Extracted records
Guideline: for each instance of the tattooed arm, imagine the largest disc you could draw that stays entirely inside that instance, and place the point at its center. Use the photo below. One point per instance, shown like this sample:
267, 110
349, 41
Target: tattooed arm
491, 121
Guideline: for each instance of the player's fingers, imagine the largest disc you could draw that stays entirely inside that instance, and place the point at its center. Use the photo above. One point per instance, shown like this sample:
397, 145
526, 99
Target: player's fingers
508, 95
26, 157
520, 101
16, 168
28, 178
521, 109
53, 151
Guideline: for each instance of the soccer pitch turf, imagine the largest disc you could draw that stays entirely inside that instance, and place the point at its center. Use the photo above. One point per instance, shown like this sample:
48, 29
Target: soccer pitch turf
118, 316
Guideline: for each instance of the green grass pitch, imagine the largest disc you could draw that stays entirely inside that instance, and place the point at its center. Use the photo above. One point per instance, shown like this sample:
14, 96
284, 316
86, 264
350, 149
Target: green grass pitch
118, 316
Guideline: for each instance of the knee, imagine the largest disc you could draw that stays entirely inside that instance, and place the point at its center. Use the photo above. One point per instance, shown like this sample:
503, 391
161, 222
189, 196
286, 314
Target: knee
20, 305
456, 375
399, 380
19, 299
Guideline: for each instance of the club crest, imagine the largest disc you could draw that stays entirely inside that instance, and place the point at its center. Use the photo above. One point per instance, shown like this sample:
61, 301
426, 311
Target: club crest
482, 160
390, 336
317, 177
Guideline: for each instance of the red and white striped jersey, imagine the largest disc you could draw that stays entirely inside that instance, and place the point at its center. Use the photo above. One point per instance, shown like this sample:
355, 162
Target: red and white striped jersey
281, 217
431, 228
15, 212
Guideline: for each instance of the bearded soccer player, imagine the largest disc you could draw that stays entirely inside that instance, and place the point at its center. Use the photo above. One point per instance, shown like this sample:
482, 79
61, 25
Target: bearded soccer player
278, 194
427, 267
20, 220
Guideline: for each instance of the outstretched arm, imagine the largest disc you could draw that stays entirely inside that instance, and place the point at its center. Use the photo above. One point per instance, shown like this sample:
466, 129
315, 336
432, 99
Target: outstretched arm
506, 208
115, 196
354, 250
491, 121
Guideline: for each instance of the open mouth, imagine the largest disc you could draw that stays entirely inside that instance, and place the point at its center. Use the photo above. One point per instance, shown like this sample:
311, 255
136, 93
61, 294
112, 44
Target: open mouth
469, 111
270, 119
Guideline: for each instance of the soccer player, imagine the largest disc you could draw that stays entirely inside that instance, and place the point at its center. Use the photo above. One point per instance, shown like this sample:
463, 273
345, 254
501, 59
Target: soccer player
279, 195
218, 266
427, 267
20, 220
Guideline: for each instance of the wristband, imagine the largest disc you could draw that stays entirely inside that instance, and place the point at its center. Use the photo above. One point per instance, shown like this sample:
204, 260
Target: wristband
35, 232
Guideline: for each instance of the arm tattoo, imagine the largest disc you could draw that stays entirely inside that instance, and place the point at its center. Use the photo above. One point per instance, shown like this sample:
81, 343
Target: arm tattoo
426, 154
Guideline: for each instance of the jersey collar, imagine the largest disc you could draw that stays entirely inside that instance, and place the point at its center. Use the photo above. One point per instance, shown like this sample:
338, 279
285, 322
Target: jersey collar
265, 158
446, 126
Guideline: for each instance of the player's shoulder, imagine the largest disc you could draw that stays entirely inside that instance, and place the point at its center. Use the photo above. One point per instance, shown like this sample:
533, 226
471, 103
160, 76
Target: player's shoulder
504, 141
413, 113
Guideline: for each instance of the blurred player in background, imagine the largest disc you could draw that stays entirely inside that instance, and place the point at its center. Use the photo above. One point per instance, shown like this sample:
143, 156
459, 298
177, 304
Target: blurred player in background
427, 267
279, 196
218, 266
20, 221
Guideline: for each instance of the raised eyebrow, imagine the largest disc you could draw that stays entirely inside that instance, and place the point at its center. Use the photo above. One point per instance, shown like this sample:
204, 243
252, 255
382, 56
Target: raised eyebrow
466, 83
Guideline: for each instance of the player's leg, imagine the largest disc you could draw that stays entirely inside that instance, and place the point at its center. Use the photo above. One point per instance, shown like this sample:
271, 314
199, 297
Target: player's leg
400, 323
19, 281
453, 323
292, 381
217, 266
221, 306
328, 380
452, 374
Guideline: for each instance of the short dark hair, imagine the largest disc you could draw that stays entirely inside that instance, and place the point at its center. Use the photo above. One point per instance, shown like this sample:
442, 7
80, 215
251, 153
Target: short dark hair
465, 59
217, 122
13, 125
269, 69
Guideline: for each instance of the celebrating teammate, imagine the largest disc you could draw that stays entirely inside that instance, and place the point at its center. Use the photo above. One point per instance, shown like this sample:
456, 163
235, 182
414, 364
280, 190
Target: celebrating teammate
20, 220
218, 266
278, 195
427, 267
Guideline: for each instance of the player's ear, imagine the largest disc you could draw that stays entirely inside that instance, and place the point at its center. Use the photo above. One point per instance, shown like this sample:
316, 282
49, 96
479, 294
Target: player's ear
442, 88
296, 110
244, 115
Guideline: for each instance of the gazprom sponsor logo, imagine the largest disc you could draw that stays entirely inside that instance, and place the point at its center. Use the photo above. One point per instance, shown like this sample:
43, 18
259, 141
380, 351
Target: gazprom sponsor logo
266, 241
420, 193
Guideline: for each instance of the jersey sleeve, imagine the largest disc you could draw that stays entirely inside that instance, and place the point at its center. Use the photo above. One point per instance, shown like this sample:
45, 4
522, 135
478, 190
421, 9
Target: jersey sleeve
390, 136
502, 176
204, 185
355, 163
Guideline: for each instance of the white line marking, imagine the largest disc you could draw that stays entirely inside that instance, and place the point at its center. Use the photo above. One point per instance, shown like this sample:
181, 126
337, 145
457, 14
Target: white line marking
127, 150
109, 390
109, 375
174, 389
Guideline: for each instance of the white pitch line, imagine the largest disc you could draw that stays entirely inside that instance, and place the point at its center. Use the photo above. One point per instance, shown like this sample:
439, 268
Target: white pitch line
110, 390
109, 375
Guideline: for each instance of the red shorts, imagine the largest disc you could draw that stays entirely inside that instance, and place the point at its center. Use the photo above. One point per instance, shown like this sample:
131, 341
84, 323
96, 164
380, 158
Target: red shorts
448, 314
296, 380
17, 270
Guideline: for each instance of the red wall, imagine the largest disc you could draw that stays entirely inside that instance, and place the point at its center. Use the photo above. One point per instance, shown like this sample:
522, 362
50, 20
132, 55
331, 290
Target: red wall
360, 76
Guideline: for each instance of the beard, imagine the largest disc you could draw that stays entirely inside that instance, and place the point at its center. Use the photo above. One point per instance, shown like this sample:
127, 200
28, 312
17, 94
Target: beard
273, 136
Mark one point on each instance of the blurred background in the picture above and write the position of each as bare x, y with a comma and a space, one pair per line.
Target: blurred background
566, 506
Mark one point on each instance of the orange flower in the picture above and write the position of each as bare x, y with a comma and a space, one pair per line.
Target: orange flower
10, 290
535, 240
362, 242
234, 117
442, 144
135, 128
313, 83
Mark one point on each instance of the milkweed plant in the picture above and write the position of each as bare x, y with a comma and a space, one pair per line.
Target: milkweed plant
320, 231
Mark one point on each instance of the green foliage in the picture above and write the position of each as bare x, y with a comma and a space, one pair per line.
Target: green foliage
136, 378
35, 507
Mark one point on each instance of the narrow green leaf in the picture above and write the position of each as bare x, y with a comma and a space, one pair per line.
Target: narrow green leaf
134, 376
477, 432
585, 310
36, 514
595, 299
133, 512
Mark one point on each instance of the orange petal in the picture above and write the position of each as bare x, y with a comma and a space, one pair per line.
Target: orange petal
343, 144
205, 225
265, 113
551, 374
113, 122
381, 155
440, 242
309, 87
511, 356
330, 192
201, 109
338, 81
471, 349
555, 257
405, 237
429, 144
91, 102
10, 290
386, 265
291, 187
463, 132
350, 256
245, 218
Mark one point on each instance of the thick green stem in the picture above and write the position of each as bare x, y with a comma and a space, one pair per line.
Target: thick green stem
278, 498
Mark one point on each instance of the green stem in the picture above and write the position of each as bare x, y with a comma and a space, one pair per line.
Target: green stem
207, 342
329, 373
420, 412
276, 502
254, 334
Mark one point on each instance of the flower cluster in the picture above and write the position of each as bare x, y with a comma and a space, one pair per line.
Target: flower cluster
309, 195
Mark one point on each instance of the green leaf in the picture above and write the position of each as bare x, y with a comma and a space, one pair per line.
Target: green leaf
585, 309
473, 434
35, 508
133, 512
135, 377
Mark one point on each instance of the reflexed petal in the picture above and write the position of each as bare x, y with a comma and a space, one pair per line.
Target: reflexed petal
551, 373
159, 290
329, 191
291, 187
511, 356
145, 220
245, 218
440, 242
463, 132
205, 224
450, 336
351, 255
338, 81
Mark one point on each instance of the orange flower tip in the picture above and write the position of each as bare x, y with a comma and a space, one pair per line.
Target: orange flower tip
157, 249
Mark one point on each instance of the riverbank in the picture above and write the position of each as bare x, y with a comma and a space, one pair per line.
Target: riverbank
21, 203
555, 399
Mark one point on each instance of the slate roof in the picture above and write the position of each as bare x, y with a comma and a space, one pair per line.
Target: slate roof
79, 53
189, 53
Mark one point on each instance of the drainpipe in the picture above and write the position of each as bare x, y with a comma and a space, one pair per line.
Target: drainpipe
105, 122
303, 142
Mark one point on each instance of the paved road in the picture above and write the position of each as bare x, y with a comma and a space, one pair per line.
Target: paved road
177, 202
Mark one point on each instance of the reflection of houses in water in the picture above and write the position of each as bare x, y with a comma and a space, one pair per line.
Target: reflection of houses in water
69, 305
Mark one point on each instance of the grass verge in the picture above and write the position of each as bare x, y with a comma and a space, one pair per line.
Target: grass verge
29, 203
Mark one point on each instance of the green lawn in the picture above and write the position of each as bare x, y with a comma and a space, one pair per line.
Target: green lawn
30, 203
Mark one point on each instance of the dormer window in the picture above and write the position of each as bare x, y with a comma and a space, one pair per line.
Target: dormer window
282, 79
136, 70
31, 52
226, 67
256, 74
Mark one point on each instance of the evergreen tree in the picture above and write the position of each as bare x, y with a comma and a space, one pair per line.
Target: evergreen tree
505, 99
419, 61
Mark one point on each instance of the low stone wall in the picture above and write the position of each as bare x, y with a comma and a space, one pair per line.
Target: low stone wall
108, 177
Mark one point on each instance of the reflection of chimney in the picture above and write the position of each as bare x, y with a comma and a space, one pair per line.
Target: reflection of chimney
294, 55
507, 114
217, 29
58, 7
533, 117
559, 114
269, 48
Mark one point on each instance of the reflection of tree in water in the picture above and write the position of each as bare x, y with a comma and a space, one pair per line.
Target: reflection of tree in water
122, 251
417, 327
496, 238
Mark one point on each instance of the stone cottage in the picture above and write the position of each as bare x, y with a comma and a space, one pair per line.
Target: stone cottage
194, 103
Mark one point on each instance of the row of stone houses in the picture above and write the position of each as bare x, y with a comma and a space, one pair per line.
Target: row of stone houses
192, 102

• _TO BE DONE_: Reproduce, word for word, the lines from the one containing "Mark one point on each instance of the reflection of tree" through the very last line.

• _FULL OUTPUT_:
Mark one point on each instance of the reflection of tree in water in the picture above and write the position of each as bare x, y with a comma and a space, one pair per line.
Target: reflection of tree in water
122, 251
417, 327
496, 238
Mark one point on each instance of the stone cottage in the picture above and write the position of each as bare x, y with a comma and a space, one pair per line.
Target: stone cottage
194, 103
Mark one point on each instance of the row of stone houses in the picture above and write the position of each as bare x, y with a comma and a space, one pair per line.
Target: row of stone houses
192, 102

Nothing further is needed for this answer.